*** Block opens ***

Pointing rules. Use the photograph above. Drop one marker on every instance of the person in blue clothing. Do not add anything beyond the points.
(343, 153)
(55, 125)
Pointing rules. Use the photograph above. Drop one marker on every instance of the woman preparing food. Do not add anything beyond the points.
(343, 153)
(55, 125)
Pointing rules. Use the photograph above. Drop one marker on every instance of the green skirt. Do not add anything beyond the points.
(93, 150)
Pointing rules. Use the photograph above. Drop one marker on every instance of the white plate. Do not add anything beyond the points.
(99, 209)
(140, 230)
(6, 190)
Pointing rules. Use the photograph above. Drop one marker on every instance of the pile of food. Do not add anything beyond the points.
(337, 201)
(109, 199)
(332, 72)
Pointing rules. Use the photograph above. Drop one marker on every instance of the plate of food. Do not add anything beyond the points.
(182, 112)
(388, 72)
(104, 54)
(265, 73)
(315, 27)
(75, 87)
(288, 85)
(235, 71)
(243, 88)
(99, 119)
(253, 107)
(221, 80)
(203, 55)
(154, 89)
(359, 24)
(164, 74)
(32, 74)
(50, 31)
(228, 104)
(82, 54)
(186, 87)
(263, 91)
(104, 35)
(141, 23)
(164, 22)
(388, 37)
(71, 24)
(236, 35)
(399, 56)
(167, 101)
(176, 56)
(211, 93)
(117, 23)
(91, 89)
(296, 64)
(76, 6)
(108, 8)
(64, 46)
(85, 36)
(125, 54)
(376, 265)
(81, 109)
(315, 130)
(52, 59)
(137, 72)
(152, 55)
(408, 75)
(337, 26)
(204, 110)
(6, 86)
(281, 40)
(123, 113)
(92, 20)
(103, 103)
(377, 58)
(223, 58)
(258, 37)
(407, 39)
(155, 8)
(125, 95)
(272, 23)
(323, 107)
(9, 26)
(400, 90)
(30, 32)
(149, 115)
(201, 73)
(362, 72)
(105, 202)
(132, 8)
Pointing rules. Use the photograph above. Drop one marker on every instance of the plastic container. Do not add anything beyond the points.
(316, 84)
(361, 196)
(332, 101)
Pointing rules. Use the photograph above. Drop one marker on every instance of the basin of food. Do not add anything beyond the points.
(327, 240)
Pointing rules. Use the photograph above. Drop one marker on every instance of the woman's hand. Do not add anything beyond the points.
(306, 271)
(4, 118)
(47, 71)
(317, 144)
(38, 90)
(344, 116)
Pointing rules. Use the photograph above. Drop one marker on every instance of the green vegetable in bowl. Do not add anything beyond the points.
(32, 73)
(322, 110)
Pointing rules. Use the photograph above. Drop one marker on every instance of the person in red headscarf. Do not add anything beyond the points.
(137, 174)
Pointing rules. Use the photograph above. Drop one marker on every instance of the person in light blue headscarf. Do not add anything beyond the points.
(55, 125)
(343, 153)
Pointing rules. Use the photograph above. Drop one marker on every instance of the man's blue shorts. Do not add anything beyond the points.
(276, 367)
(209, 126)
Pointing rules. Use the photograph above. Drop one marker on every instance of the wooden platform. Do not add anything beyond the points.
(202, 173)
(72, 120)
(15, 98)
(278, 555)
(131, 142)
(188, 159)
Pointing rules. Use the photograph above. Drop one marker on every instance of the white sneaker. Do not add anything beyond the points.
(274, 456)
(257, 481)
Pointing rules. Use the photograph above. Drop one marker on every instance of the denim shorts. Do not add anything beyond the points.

*** Block closes ***

WHAT YOU ARE ASKED TO DO: Set down the material above in full, keeping each line exactly as it is.

EXERCISE ANSWER:
Pointing rules. Use the photograph above. Drop one marker on every instance of the person in blue clothing. Do not add anything beyond the points.
(343, 153)
(55, 125)
Pointing rules. Use the photograph above. Drop one marker on every instance of the woman preparing food. Do not add anything beyond the points.
(343, 153)
(55, 125)
Pointing rules. Use the photograph above. Drop one marker on every instance of the green skirt. Do not add anything beyond the points.
(93, 150)
Pointing rules. Use the photograph above. Drop one marker on every instance of the white plate. Do not add anything beyond the points.
(99, 209)
(140, 230)
(6, 190)
Pointing rules. Use the photograph above. Drop one marker on every instance of the pile of food. Do not add anything beyond the points.
(337, 201)
(109, 199)
(332, 72)
Pointing rules. Use the photograph above. Drop one marker on every instance of the plate of food. Do not add anything beyond the points.
(182, 112)
(388, 72)
(104, 54)
(265, 73)
(315, 27)
(75, 87)
(288, 85)
(235, 71)
(243, 88)
(99, 119)
(253, 107)
(221, 80)
(203, 55)
(154, 89)
(359, 24)
(164, 74)
(32, 74)
(50, 31)
(228, 104)
(82, 54)
(186, 87)
(263, 91)
(104, 35)
(141, 23)
(164, 22)
(388, 37)
(71, 24)
(236, 35)
(399, 56)
(167, 101)
(176, 56)
(211, 93)
(117, 23)
(91, 89)
(296, 64)
(76, 6)
(108, 8)
(64, 46)
(85, 36)
(125, 54)
(376, 265)
(81, 109)
(315, 130)
(52, 59)
(137, 72)
(152, 55)
(408, 75)
(337, 26)
(204, 110)
(6, 86)
(281, 40)
(123, 113)
(92, 20)
(103, 103)
(377, 58)
(223, 58)
(258, 37)
(407, 39)
(155, 8)
(125, 95)
(272, 23)
(323, 107)
(9, 26)
(400, 90)
(30, 32)
(149, 115)
(201, 73)
(362, 72)
(105, 202)
(132, 8)
Pointing rules. Use the photograph above. Drop one marker on every instance of the plastic container. Do not add anything beyond the points.
(316, 84)
(361, 196)
(332, 101)
Pointing rules. Use the photograph above. Drop one marker on every instance of the basin of food. Do not add anything beyond the points.
(327, 240)
Pointing rules. Use the photograph above. Drop one marker on every instance of the woman's hand. Do not add anything beyond the points.
(306, 271)
(4, 118)
(47, 71)
(317, 144)
(38, 90)
(344, 116)
Pointing rules. Use the photograph above. Drop one marker on every instance of the green vegetable in bowl. Do not add anything beyond the points.
(32, 73)
(322, 110)
Pointing rules. Use the photograph above. Drop one marker on every instance of the person in red headscarf. Do not add anything beyond the points.
(137, 174)
Pointing rules. Use the photograph above. Drop one marker on every instance of the person in light blue headscarf. Do not add anything beyond the points.
(55, 125)
(343, 153)
Pointing rules. Use the photograph above. Drop one marker on every instance of the man's blue shorts. Do not add anything beyond the points.
(276, 367)
(209, 126)
Pointing rules. Use the photograph above. Drop one marker on every instance of the wooden platform. Do not add anything beyond the points.
(202, 173)
(72, 120)
(15, 98)
(278, 555)
(131, 142)
(188, 159)
Pointing rules. Use the photograph above. Drop one marker on every instance of the white sneaker. Do not add anything beyond the points.
(274, 456)
(257, 481)
Pointing rules. Use the photograph above. Drop one marker on every instance of the denim shorts. Do not add anything beyond the points.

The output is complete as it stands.